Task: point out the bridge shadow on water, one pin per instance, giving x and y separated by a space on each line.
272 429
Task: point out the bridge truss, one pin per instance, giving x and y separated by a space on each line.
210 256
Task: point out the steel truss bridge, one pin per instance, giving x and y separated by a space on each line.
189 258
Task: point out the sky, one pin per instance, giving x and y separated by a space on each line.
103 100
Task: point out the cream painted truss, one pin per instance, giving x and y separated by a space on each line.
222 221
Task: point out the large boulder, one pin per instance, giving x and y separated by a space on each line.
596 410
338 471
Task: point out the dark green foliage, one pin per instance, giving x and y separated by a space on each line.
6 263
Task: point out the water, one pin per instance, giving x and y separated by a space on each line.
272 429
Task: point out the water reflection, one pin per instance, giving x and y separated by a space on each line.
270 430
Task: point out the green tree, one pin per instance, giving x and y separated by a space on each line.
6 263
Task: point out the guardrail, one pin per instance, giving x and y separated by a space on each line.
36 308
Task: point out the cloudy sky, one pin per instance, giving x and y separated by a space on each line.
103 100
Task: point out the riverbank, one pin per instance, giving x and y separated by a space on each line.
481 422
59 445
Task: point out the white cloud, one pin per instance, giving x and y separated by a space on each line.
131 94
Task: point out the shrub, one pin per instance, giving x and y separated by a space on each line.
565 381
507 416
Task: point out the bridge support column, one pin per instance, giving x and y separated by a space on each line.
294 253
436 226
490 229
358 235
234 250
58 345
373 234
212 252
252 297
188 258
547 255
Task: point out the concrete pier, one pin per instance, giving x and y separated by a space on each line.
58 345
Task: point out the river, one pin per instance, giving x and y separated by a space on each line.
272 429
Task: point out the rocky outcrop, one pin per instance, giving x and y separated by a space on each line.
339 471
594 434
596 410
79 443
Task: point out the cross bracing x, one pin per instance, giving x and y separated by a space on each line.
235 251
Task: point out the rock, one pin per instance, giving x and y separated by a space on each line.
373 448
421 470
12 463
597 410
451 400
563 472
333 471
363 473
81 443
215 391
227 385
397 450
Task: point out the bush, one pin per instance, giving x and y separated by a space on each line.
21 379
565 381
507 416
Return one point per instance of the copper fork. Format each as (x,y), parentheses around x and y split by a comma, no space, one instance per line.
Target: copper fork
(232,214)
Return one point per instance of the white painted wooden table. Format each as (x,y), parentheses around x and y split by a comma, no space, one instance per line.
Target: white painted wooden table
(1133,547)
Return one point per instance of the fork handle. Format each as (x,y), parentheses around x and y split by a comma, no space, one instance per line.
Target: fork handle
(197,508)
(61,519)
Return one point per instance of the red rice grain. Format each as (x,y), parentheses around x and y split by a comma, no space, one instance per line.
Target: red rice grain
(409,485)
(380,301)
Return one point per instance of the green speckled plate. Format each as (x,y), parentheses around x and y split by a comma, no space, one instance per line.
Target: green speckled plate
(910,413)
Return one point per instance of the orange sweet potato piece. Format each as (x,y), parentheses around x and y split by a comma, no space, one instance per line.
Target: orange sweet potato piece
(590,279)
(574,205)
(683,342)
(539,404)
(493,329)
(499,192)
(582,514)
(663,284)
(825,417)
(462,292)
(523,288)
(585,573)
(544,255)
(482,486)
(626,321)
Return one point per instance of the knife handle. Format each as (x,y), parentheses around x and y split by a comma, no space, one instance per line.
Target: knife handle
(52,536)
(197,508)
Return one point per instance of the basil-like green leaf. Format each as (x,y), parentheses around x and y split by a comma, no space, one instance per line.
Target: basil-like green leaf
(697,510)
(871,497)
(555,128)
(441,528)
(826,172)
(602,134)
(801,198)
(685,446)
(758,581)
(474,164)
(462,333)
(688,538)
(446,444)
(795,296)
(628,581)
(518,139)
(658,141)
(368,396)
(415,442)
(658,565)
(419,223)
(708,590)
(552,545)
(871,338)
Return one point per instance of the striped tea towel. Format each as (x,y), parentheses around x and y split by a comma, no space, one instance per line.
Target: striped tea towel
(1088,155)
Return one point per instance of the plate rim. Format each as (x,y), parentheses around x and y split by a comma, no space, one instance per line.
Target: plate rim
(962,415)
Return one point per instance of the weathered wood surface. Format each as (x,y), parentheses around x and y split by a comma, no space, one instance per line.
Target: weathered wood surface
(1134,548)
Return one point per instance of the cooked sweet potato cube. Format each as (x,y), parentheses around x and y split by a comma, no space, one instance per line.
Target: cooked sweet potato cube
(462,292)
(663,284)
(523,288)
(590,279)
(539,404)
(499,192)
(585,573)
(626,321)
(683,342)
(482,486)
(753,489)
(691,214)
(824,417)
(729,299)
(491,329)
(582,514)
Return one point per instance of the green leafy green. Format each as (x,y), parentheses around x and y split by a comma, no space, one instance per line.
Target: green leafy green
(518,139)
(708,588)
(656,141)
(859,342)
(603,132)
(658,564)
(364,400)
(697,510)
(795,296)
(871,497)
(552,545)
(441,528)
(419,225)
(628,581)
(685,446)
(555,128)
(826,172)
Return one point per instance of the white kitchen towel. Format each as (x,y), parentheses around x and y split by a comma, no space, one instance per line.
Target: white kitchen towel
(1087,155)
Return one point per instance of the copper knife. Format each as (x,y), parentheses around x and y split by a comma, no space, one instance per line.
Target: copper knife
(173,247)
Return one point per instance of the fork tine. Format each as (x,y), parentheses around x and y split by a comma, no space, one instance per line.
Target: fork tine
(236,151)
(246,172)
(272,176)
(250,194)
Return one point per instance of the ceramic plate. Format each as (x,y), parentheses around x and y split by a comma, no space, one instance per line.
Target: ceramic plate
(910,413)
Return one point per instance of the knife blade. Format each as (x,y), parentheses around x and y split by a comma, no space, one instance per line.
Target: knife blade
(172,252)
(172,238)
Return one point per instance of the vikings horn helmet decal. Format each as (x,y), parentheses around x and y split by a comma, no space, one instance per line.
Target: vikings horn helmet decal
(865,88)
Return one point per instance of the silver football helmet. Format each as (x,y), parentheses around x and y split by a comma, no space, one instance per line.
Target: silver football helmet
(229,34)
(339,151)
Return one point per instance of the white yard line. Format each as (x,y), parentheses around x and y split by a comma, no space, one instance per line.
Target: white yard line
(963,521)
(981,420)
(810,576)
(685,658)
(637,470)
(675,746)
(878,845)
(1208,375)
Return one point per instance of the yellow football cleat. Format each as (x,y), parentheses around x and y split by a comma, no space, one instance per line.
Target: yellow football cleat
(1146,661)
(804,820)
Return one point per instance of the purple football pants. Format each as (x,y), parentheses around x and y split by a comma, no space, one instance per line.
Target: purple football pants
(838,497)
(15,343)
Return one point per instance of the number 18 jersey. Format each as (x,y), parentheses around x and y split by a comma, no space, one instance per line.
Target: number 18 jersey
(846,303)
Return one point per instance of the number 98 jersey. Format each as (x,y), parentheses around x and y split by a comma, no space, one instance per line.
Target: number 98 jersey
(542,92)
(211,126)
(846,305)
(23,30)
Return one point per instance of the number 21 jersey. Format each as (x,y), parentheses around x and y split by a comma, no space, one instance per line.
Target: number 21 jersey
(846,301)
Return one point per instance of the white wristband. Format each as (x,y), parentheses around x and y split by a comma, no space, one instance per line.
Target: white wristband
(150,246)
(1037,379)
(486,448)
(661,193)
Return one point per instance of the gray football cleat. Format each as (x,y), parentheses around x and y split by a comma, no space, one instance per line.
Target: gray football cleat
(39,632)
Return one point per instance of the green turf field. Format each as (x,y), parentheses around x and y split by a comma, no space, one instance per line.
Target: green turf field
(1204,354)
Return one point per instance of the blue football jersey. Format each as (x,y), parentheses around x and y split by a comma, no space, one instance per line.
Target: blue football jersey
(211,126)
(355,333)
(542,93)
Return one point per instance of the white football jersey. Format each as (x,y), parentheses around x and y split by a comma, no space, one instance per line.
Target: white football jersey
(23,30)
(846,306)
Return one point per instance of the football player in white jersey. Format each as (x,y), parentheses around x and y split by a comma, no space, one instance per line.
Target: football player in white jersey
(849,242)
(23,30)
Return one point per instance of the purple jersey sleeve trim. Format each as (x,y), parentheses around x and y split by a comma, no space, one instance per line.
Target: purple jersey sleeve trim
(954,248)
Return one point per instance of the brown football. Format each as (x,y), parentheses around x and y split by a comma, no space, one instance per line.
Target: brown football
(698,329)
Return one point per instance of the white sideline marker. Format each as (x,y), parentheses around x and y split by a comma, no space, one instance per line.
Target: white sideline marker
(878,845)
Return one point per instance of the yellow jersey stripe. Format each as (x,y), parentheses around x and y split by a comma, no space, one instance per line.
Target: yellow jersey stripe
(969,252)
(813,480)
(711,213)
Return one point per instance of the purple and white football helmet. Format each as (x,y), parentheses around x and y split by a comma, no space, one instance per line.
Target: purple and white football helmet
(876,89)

--

What you have to do:
Repeat, exactly and only, the lines above from the one containing "Return one point per instance of the brown" through the end of the material.

Completed exercise:
Return one point per instance of the brown football. Format each as (x,y), parentheses around x and y split by a comma, no space, one instance per line.
Target: brown football
(698,329)
Return one point per instance of the white sideline marker. Format each as (x,y), parentheses around x and y split by a comma, no space, one instance per line.
Target: white sideline marker
(878,845)
Return one point per instance of the yellow jersey stripe. Format each as (x,y), parentheses around x and y split by a comma, no space, one instance per line.
Target: yellow jersey stripe
(969,252)
(813,480)
(711,213)
Return one point per instance of the purple and white football helmet. Format each as (x,y), parentheses around x and y split by a comma, no space, one instance per line.
Target: purple and white football helmet
(876,89)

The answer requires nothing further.